**DO THIS:**
Copy all the items below word for word, with every line kept as it is.

**MATERIALS PROVIDED:**
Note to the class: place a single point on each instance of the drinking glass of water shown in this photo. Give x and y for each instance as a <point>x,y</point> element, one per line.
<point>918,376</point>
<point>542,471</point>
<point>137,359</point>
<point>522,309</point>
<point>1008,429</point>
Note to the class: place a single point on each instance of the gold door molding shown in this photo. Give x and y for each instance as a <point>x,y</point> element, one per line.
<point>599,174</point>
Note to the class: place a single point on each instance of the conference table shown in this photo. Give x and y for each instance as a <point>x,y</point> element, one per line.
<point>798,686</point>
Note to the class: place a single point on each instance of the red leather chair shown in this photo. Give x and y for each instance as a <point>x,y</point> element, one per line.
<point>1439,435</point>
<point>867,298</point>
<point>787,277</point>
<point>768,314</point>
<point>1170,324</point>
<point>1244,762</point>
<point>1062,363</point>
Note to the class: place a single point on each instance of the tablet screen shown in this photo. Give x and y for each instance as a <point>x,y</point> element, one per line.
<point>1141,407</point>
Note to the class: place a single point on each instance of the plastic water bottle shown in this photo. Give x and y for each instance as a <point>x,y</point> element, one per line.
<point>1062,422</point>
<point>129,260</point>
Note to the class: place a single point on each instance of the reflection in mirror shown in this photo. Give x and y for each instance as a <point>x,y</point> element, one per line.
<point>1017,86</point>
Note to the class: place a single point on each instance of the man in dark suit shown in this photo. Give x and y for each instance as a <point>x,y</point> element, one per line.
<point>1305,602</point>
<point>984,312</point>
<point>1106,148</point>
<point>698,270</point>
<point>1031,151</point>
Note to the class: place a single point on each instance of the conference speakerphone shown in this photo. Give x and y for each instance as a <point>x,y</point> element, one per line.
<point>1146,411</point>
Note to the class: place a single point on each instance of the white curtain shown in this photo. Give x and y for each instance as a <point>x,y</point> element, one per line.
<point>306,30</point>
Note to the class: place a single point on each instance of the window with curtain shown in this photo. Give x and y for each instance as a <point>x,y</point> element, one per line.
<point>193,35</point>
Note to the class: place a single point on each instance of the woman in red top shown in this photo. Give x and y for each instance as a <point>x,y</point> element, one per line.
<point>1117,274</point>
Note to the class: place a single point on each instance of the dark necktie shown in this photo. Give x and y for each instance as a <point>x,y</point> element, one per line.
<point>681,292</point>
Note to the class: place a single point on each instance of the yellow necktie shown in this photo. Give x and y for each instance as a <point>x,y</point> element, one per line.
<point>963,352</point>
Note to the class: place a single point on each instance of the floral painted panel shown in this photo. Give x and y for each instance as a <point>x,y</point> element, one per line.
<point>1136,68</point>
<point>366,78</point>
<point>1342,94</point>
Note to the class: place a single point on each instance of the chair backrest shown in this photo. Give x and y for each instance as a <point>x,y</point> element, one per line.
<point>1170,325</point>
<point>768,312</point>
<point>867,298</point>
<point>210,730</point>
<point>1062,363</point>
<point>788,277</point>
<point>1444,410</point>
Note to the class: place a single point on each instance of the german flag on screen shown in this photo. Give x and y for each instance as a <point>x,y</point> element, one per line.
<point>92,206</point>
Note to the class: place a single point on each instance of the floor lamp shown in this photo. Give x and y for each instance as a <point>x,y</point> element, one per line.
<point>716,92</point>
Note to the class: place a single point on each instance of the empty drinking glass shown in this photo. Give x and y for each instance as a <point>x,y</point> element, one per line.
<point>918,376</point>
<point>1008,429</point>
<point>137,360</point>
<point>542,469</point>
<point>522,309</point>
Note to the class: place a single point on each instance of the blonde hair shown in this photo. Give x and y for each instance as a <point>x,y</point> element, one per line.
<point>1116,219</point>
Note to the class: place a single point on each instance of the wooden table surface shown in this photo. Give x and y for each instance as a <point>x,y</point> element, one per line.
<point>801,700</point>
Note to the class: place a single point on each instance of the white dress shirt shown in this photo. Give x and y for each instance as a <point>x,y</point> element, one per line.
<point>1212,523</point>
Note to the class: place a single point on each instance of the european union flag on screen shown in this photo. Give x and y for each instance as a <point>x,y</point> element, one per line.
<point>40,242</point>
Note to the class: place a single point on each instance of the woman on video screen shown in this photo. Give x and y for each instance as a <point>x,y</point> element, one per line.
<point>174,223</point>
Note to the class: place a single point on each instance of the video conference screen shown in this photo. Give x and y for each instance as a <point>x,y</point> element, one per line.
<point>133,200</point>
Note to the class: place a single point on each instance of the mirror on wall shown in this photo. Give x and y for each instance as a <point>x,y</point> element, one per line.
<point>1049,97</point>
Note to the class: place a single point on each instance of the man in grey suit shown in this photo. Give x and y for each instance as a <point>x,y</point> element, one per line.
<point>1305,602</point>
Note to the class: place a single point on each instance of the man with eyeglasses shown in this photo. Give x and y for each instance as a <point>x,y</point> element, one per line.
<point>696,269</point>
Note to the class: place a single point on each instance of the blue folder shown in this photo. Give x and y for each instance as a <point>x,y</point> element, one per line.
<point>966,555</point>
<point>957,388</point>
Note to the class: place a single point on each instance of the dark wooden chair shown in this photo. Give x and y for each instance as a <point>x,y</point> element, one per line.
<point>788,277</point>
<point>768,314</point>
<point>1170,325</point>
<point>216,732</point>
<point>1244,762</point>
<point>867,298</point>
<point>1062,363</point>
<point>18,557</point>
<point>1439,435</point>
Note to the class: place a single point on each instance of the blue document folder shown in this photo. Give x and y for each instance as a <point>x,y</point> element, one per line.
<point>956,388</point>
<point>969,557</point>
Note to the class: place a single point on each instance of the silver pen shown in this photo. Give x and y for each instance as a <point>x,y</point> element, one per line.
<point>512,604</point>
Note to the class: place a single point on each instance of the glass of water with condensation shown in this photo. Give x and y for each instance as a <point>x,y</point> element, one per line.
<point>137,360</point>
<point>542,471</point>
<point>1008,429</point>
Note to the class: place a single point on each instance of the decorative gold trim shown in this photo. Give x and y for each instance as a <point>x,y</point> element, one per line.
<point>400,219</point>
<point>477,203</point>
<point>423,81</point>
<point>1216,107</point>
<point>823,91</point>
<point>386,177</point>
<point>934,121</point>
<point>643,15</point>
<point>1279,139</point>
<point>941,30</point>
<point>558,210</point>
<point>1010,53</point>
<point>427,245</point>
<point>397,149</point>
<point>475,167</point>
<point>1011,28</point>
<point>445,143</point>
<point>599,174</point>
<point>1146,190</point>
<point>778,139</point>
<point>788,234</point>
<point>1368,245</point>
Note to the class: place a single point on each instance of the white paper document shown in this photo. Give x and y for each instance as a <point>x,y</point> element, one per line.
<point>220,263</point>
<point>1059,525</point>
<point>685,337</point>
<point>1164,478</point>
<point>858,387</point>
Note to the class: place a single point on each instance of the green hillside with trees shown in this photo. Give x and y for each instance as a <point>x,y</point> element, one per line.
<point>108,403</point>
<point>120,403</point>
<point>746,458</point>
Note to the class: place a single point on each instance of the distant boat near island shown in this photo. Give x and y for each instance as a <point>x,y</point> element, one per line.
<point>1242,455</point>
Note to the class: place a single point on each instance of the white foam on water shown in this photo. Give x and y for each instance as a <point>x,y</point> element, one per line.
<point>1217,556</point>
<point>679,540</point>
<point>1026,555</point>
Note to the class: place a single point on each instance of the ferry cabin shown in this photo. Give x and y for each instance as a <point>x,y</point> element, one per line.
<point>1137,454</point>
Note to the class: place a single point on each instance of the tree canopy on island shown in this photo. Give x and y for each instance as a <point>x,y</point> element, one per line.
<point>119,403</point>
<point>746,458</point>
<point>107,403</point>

**RIGHT ANSWER:**
Note to the class: place a single point on each instance of the drinking glass of water shown in this photo. Give x and y for each instance as a <point>x,y</point> element, one per line.
<point>918,376</point>
<point>542,471</point>
<point>137,359</point>
<point>522,309</point>
<point>1008,429</point>
Note to the class: place a single point on each instance of the gold door molding shown in this photo. Give x and y for each instance as a <point>x,y</point> element, one per line.
<point>599,174</point>
Note to the class: place a single point on each instance of the conference table shown in this photo. Give x and y for each instance as a <point>x,y</point> element, one per line.
<point>798,686</point>
Note to the class: place a single point on each instance of the red leather chair shown in this photo. Give x and y for each instance as a <point>x,y</point> element, one per line.
<point>1439,435</point>
<point>867,298</point>
<point>787,277</point>
<point>768,314</point>
<point>1170,324</point>
<point>1244,762</point>
<point>1062,363</point>
Note to the class: place a single point on each instance of the tablet screen shown in this photo. Give x and y for each instance as a <point>x,y</point> element, one per line.
<point>1141,407</point>
Note to the class: place a single point on each instance of the plastic water bottle shown in this photo. Give x and y for each instance as a <point>x,y</point> element, one per line.
<point>1062,422</point>
<point>129,260</point>
Note to the class: place a single point on each instance of the reflection in mirror shown in this photo. Give x and y for each instance as a <point>x,y</point> element, one per line.
<point>1017,86</point>
Note to the class: place a single point on each instance of the man in dark suit shown in this photo. Give x and y for each instance as a <point>x,y</point> element, one per line.
<point>1305,602</point>
<point>984,312</point>
<point>1106,148</point>
<point>698,270</point>
<point>1031,151</point>
Note to the class: place a single point on each instance of the conference speakerphone shown in this photo. Give x and y for each instance as a <point>x,y</point> element, one per line.
<point>1146,411</point>
Note to the class: place a single point on each instance of the white curtain shown in this photo. Give x and y for each instance as a <point>x,y</point> element, one per line.
<point>306,30</point>
Note to the class: place a single point on each instance of the window with curtain shown in this photo. Give x and y for each instance as a <point>x,y</point> element, one per line.
<point>193,35</point>
Note to the class: place a single point on each instance of the woman in red top shown in this photo. Give x and y for each instance as a <point>x,y</point> element, one per line.
<point>1117,274</point>
Note to the class: place a single point on each instance of the dark necktie shown in this photo. Give x and y for each instance as a <point>x,y</point> element, one per line.
<point>681,292</point>
Note to the class: place a single point on each instance of the yellow necktie shown in this photo. Give x and y for each instance as a <point>x,y</point> element, one per line.
<point>963,352</point>
Note to the class: place a single point on each instance of the floral painted panel shown in this photo. Give x and y for each instance as a <point>x,y</point> element, one per line.
<point>1136,68</point>
<point>366,78</point>
<point>1342,94</point>
Note to the class: place a single point on each instance of the chair backrest shown in this photo. Give x and y for each instance as a <point>x,y</point> element, one per line.
<point>1170,325</point>
<point>768,312</point>
<point>867,298</point>
<point>210,730</point>
<point>1062,363</point>
<point>788,277</point>
<point>1444,410</point>
Note to the class: place a single point on each instance of the german flag on screen shown in this photo. Give x and y for each instance as a <point>x,y</point> element, one per line.
<point>92,206</point>
Note to the class: place a single point on each instance of the floor lamp shown in this photo. Give x and y for each instance as a <point>x,y</point> element, one per line.
<point>716,92</point>
Note to the class: place a single point on each instance of the empty drinking glass shown in this photo. Give x and y for each instance as a <point>x,y</point> element, one per line.
<point>918,376</point>
<point>1008,429</point>
<point>137,360</point>
<point>542,469</point>
<point>522,309</point>
Note to the class: place a single point on each instance of the blonde hair shown in this photo. Give x and y for each instance as a <point>x,y</point> element, one per line.
<point>1116,219</point>
Note to the class: place a single point on each instance of the wooden table surface shown in this photo. Give x and y for each instance as a <point>x,y</point> element, one per line.
<point>801,700</point>
Note to the class: place a single point on each instance of the white dress shirt shown in this photo. Give x and y for each instance as a <point>x,y</point> element, one per line.
<point>1212,523</point>
Note to the class: place a single point on each instance of the european union flag on screen shown in this photo. Give x and y for each instance as a <point>x,y</point> element, one per line.
<point>40,242</point>
Note to the class: place a single point on each instance of the woman on video screen shown in this photo. Give x and y for each instance as a <point>x,y</point> element, one per line.
<point>174,223</point>
Note to the class: place a single point on each instance of the video conference screen shown in this photo. Give x and y for each instance as a <point>x,y</point> element, one per line.
<point>133,200</point>
Note to the class: place a single point on each instance of the mirror on wall shown in this photo. Give x and y for each instance as a <point>x,y</point> element, one per line.
<point>1049,97</point>
Note to the class: place a single point on each instance of the man in grey suit shown in this photo. Give x and y for each instance as a <point>x,y</point> element, one per line.
<point>1305,602</point>
Note to the class: place a single point on each instance of the man with eyeglasses shown in this photo. Give x and y for each instance as a <point>x,y</point> element, one per line.
<point>696,269</point>
Note to the class: place a single point on each instance of the blue folder shown in this photo. Give x and y for each instance as a <point>x,y</point> element, one per line.
<point>966,555</point>
<point>957,388</point>
Note to the class: place a single point on each instance of the dark wooden chair shown in this photo. Give x and y for each instance as a <point>x,y</point> element, one per line.
<point>788,277</point>
<point>768,314</point>
<point>1170,325</point>
<point>216,732</point>
<point>1244,762</point>
<point>867,298</point>
<point>1062,363</point>
<point>18,557</point>
<point>1439,435</point>
Note to the class: place a single point on each instance of the blue document folder shown in this photo. Give x and y for each instance as a <point>x,y</point> element, one per line.
<point>956,388</point>
<point>969,557</point>
Note to the class: place a single point on each instance of the silver pen shown in this photo. Give x and y for each instance as a <point>x,y</point> element, one per line.
<point>512,604</point>
Note to the class: place a single point on each instance of the glass of water with condensation shown in this photo. Give x and y for each instance as a <point>x,y</point> element, one per line.
<point>137,360</point>
<point>542,471</point>
<point>1008,429</point>
Note to the class: place a single point on each instance of the decorative gold trim shown in this photo. Give x and y for each instance as a <point>x,y</point> element, one per line.
<point>400,219</point>
<point>477,203</point>
<point>423,81</point>
<point>1216,107</point>
<point>823,91</point>
<point>386,177</point>
<point>934,121</point>
<point>643,15</point>
<point>1279,139</point>
<point>941,30</point>
<point>558,210</point>
<point>1010,53</point>
<point>427,245</point>
<point>397,149</point>
<point>475,167</point>
<point>1011,28</point>
<point>445,143</point>
<point>599,174</point>
<point>1146,190</point>
<point>778,139</point>
<point>788,234</point>
<point>1368,245</point>
Note to the class: place a single point on each instance of the white paper document shown in this photo. Give x and y for each instance as a <point>x,y</point> element, one per line.
<point>220,263</point>
<point>1059,525</point>
<point>685,337</point>
<point>1164,478</point>
<point>858,387</point>
Note to the class: place a single point on each instance of the green hillside with trees shown in this photo. Give x and y for each instance as a <point>x,y</point> element, one per line.
<point>108,403</point>
<point>120,403</point>
<point>746,458</point>
Note to the class: place a single point on each instance of the distant boat near island shown in this photo. Give x and y for each instance as a <point>x,y</point> element, one per line.
<point>1242,455</point>
Note to the class: place a single point on each instance of the white foam on water shown in this photo. Give x and y for each instance as a <point>x,y</point> element, one per line.
<point>1217,556</point>
<point>679,540</point>
<point>1026,555</point>
Note to the class: place a single point on each instance of the ferry cabin shown in this photo. Give x and y for each instance as a <point>x,y</point> element, one per line.
<point>1137,454</point>
Note to the class: place a single point on each instance of the tree canopy on island shown in this photo. Give x and y for each instance as a <point>x,y</point> element, one per line.
<point>119,403</point>
<point>746,458</point>
<point>107,403</point>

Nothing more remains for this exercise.